TASK BRIEF:
Copy word for word, please, the lines of the entries below running from the one containing "column 1166, row 185" to the one containing "column 8, row 153", both ends included.

Dataset entries:
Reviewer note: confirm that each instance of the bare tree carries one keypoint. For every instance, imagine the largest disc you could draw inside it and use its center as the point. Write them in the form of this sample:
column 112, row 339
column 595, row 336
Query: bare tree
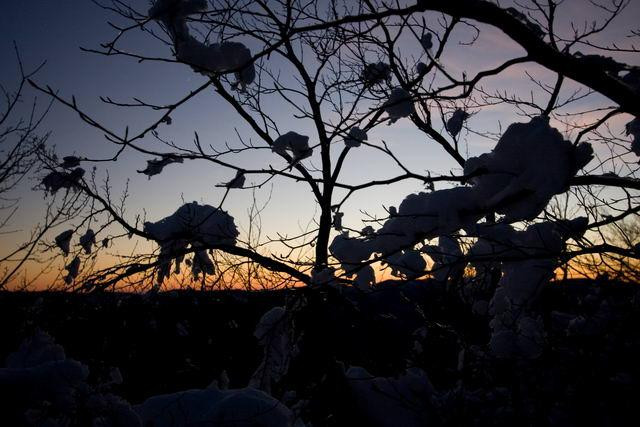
column 20, row 142
column 347, row 69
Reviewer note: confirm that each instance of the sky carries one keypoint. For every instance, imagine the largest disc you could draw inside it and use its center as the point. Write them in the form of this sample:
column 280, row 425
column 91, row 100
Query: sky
column 54, row 31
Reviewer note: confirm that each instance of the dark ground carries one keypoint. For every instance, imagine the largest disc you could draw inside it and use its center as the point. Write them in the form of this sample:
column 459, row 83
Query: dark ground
column 179, row 340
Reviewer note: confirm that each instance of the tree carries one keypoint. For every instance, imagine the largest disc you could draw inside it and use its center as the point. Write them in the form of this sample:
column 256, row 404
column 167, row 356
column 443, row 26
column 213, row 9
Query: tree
column 19, row 146
column 343, row 72
column 350, row 74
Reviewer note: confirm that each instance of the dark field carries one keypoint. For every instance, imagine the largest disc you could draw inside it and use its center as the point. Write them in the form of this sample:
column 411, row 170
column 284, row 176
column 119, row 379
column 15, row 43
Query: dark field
column 181, row 340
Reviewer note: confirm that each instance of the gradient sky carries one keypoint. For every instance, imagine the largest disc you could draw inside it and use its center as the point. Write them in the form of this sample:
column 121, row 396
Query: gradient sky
column 55, row 30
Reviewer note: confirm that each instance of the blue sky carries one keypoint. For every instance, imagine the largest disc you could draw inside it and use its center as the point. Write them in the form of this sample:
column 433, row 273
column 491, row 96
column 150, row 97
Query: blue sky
column 55, row 30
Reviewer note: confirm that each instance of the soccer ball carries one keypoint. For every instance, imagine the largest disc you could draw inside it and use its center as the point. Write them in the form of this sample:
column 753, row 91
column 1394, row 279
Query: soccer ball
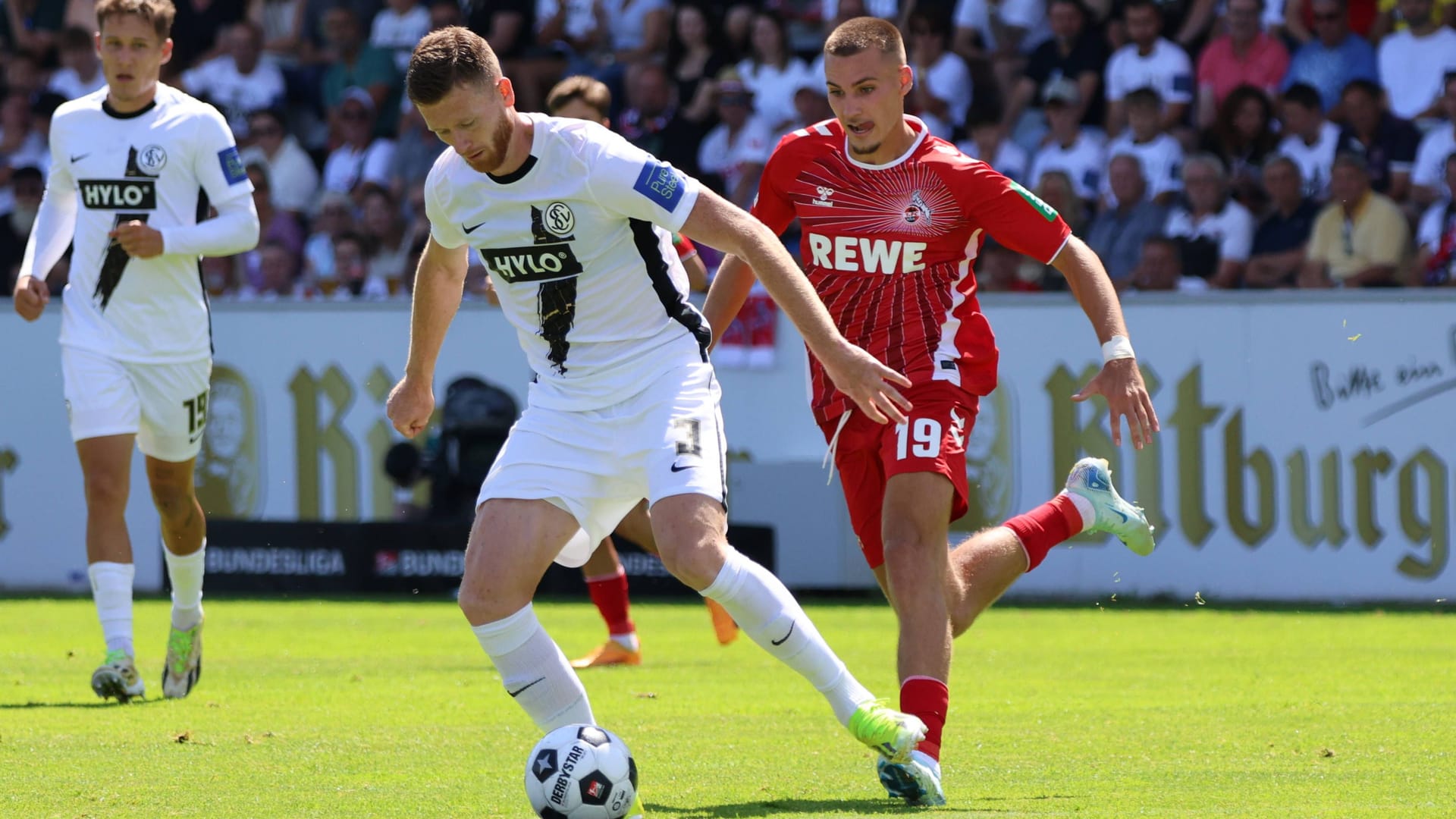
column 582, row 773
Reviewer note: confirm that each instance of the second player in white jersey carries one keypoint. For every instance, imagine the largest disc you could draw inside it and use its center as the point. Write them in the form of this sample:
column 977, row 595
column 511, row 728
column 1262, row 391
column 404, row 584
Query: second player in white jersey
column 164, row 165
column 574, row 246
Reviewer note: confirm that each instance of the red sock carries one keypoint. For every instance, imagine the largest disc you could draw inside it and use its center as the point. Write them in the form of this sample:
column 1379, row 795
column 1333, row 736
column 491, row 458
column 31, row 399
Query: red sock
column 928, row 698
column 1046, row 526
column 610, row 595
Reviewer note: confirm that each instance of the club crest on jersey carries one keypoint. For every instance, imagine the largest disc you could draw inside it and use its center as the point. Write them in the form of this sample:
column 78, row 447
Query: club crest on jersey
column 152, row 159
column 560, row 221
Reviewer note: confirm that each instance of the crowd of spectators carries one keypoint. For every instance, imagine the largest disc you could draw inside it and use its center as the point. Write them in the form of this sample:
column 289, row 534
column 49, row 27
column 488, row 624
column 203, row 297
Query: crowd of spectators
column 1194, row 143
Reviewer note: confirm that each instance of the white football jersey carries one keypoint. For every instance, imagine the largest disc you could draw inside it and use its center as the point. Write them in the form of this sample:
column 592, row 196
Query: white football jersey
column 579, row 245
column 164, row 165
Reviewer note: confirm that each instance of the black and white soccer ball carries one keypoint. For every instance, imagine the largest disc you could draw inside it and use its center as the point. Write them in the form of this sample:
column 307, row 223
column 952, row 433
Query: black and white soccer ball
column 582, row 773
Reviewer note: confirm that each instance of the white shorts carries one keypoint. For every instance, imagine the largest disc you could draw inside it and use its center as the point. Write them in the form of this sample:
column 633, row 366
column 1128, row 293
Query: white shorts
column 165, row 406
column 599, row 464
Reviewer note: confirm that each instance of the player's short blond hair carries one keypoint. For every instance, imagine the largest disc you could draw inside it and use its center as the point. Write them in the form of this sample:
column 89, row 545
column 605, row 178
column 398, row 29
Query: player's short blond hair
column 156, row 12
column 862, row 34
column 587, row 89
column 446, row 58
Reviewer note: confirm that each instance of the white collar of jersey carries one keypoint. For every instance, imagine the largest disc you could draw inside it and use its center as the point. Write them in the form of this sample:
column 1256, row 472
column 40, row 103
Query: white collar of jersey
column 915, row 124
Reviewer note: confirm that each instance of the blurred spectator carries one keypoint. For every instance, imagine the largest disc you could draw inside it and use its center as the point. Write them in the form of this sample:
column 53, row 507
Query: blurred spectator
column 1161, row 268
column 943, row 83
column 1244, row 137
column 237, row 82
column 351, row 262
column 290, row 169
column 1242, row 57
column 362, row 158
column 1439, row 143
column 1076, row 53
column 197, row 28
column 1310, row 140
column 27, row 188
column 1131, row 218
column 80, row 69
column 1002, row 31
column 990, row 143
column 389, row 242
column 277, row 226
column 1215, row 234
column 1360, row 237
column 1334, row 57
column 1386, row 143
column 653, row 123
column 1279, row 243
column 696, row 53
column 1071, row 148
column 1158, row 153
column 1436, row 238
column 397, row 28
column 1414, row 61
column 335, row 218
column 772, row 72
column 353, row 63
column 739, row 146
column 1147, row 61
column 277, row 276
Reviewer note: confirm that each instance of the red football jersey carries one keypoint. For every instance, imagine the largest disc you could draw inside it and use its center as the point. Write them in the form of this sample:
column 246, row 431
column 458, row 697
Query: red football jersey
column 890, row 248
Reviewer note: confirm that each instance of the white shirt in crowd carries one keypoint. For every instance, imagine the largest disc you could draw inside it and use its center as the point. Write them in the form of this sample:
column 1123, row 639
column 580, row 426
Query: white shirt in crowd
column 1011, row 159
column 1161, row 159
column 347, row 167
column 400, row 34
column 1315, row 162
column 1082, row 162
column 1413, row 69
column 948, row 79
column 1232, row 228
column 1165, row 69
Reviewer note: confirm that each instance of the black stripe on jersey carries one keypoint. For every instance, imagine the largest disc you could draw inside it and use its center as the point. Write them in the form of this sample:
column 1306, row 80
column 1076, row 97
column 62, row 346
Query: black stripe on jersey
column 202, row 207
column 667, row 293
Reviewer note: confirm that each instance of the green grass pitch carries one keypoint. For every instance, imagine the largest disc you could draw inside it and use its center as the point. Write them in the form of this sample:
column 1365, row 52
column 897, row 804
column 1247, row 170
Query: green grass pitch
column 391, row 708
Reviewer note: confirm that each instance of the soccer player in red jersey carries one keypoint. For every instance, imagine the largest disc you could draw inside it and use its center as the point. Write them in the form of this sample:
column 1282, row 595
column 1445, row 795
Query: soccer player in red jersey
column 893, row 219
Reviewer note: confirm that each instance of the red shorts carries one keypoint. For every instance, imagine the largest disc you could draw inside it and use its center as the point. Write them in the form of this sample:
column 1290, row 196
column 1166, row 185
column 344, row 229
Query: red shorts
column 870, row 453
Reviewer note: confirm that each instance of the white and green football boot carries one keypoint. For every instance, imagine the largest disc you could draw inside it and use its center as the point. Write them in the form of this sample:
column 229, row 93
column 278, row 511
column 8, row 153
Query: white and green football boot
column 916, row 780
column 1092, row 480
column 893, row 735
column 117, row 678
column 184, row 662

EXERCISE RESULT:
column 1166, row 185
column 344, row 229
Query: red shorts
column 870, row 453
Reviewer note: confirm that each instance of the white and green football boot carries one keypoint. For every instance, imagine the largest disc you could draw inside it and use its center as the point. Write them in the form of this sample:
column 229, row 93
column 278, row 511
column 8, row 153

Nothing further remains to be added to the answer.